▶ **WORK REQUEST**: In the commentary on California's foster children, rewrite the passage that opens with the words containing "Optimum solutions that" and closes with "that important alternative.", switching "short shrift" to "little attention".

____ EXTRACT PROVIDED

New money goes to expand such impersonal services - what folks are already doing. Most of the new money in 2006 reduced social worker caseloads. Most of the paltry addition in 2007 is for transitional housing that will allow group homes to expand and extend care. Both expenditures have merit, but they betray a bias against directly helping children. Contrary to Hillary's slogan that it "takes a village to raise a child," it takes a family.

Optimum solutions that involve personal help matched to an individual child - such as a "transition guardian" plan to replicate what parents do for children post-18 - get short shrift. There is no existing bureaucracy to advocate for that important alternative.

We now collect $1.7 billion per year in mental health money under recently enacted Proposition 63 - and it is accumulating. One stated priority here is mental health prevention and transition to adulthood from age 18 to 26. What population more fits this initiative's stated purposes? But these foster kids are not organized to lobby for that money, and their share is likely to be negligible.

We have heard the same song from legislators for the past 17 years of lobbying for children. "We just do not have any money. . . . Impossible. Wish we could help."

Meanwhile, both parties ignore the $30 billion in annual state tax "expenditures" (special favors), and also the federal tax reductions giving California taxpayers more than $37 billion a year since 2003. About 1 percent of either of these sources would provide prevention investment, adequate family foster care placements and more adoptions, and an eight-fold increase in assistance to emancipating foster kids - simply matching what private parents provide for their children.

That would discharge the state's parental duties responsibly and earn it a B or better. But none of these proposals is on the table.

Rather, both parties support $75 million for a February 2008 primary to vitiate the term limits for the Assembly and Senate leadership and for national attention and political ego gratification. They can find money for that, although we already have an election scheduled in June - just four months later.

The prison guards get legislative attention, as do most groups with political money. The Assembly budget included $145 million in new tax breaks over three years for multinational Hollywood corporations. We added $45 million in yacht tax breaks. Foster kids do not attend too many fundraisers.

So who is representing these children and their primary needs? To be intended at the start, to have a personal relationship with someone who they know will stay up all night worrying if they screw up, and to help achieve self-sufficiency in the years between 18 and 26? Children had their champions in 2007 - Karen Bass, Darrell Steinberg, Carole Migden, Noreen Evans, Bill Maze, Mark Leno, Jim Beall, Dave Jones, among others.

But the Big Five making the real decisions at the end are not among them - the two top Democratic and Republican legislators and the governor.

Foster kids usually get orphaned at the end of each session by a device called the "suspense file." It happened again this year, with a dozen bills - costing even a trivial amount of money. Bills are introduced with fanfare, win big votes in policy committee and one house, only to be marooned in the appropriations committees - where they are killed without a vote by a confidential decision of the legislative leadership. But the leadership of our state gives high praise and low priority to these children of the state, their own children.

So who is at fault? In a democracy, we can point fingers. But in the final analysis, it is our failure. We allow it to happen, and we countenance it year after year without political consequence for those who are designedly our servants. The grade of D for the Legislature implies a similar judgment for those who continue to elect them.

- Robert C. Fellmeth is the Price Professor of Public Interest Law and the director of the Children's Advocacy Institute at the University of San Diego School of Law.

________
____ GIVEN ENTRIES

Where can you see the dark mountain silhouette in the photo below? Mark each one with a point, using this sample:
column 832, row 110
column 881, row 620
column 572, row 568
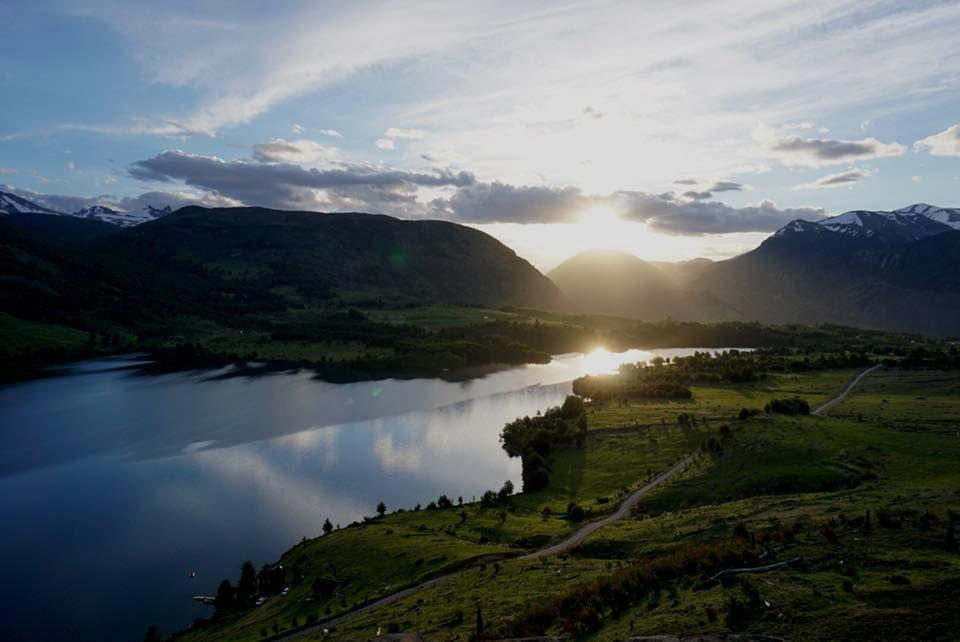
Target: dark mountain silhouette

________

▶ **ANSWER SPACE**:
Optimum solutions that involve personal help matched to an individual child - such as a "transition guardian" plan to replicate what parents do for children post-18 - get little attention. There is no existing bureaucracy to advocate for that important alternative.